===== SOURCE RECORDS =====
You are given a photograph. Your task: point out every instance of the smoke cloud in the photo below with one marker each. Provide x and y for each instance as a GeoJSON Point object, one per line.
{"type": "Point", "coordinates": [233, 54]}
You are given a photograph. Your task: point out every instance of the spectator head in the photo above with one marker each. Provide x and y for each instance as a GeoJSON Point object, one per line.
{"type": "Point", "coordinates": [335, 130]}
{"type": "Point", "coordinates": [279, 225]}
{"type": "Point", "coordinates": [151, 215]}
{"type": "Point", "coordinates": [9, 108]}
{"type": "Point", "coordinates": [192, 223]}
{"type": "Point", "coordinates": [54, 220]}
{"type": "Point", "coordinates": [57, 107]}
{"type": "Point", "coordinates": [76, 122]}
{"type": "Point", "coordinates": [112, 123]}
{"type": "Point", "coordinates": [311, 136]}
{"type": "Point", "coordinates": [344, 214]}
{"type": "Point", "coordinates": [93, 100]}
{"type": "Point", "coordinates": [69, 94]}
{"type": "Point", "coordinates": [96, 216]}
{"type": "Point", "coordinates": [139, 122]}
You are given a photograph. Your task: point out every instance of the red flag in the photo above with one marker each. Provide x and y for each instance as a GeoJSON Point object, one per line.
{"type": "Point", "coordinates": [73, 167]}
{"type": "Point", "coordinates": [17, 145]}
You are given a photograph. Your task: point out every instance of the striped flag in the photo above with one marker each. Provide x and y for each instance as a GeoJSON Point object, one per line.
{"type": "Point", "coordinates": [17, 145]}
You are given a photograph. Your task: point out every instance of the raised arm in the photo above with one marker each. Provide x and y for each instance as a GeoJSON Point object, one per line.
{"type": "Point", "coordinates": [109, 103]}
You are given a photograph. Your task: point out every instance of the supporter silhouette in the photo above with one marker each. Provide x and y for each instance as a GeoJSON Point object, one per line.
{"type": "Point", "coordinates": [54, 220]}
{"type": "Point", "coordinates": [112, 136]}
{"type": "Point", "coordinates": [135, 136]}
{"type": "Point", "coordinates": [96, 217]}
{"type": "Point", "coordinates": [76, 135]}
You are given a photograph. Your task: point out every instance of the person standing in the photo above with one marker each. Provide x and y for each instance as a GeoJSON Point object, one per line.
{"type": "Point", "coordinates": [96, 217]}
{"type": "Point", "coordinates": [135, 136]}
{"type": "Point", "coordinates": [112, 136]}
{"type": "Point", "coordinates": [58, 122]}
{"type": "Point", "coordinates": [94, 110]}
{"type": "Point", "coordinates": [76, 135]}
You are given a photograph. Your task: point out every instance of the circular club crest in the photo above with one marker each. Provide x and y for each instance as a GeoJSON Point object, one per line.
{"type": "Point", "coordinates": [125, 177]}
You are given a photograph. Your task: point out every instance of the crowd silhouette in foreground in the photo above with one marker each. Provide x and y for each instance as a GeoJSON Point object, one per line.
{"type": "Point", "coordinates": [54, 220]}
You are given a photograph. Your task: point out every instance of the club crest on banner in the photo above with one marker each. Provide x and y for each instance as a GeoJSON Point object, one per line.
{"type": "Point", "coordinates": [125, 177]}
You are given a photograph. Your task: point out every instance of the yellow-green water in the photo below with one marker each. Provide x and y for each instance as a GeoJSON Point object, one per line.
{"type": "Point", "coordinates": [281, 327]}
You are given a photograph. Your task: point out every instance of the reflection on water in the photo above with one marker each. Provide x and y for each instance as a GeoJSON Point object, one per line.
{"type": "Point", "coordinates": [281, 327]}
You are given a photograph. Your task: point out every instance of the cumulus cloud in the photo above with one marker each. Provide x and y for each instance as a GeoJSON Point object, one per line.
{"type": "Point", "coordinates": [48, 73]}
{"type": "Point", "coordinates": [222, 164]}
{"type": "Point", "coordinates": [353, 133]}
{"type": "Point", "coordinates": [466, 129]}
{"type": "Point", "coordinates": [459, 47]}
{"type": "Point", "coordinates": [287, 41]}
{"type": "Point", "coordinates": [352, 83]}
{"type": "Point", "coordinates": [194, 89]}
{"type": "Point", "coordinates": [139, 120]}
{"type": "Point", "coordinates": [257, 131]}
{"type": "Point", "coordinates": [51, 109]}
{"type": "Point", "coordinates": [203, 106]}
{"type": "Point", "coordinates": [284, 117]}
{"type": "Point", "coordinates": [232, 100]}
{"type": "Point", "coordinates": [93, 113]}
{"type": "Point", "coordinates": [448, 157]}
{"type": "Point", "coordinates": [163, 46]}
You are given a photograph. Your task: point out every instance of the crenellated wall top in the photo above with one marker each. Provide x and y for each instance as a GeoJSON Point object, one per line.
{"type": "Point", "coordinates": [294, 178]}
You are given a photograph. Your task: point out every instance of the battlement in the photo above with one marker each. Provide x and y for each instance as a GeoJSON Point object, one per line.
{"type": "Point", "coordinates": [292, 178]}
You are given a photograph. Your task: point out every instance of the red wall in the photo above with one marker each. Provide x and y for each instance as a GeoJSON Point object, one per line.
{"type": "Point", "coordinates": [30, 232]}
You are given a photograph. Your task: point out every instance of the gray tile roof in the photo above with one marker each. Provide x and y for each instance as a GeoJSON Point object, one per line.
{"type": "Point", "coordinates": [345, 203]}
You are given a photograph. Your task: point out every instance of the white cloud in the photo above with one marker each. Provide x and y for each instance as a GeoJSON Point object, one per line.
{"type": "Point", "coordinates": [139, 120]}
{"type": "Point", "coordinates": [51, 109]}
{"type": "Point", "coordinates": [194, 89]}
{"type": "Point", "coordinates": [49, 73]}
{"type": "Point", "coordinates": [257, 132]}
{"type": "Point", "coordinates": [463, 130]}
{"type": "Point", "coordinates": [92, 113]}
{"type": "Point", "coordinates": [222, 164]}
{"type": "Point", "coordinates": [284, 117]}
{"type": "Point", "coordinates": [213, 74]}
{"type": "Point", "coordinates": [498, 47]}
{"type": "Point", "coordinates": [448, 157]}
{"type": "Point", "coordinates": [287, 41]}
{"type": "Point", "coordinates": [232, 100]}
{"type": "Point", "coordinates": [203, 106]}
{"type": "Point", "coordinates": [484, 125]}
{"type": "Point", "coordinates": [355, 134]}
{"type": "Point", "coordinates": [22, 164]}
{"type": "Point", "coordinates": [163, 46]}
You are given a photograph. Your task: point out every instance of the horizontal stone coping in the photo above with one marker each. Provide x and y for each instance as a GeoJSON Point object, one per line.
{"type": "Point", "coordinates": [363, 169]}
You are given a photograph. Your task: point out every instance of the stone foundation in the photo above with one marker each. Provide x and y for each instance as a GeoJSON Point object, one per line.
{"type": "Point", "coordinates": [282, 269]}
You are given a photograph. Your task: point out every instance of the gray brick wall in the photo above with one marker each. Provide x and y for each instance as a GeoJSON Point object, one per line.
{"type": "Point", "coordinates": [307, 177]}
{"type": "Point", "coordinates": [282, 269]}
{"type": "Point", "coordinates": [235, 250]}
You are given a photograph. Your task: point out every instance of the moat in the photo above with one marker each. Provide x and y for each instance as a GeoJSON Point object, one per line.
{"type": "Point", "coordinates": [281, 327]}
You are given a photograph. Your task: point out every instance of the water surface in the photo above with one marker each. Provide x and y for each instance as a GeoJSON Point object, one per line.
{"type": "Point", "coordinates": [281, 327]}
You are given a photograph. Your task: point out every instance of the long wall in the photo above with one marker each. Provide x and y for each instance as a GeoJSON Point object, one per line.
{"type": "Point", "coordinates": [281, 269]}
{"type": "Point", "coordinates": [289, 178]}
=====
Print exactly the line containing "of the water" and every line after it through the end of the records above, and nothing else.

You are given a photograph. Your task: point out every instance of the water surface in the photo above with one marker each. Provide x and y for each instance as a GeoJSON Point object, one per line.
{"type": "Point", "coordinates": [281, 327]}
You are given a photograph. Your task: point out every instance of the long wall in the photo above with one marker each. Provide x and y for each instance as a GeoJSON Point object, one per line.
{"type": "Point", "coordinates": [281, 269]}
{"type": "Point", "coordinates": [289, 178]}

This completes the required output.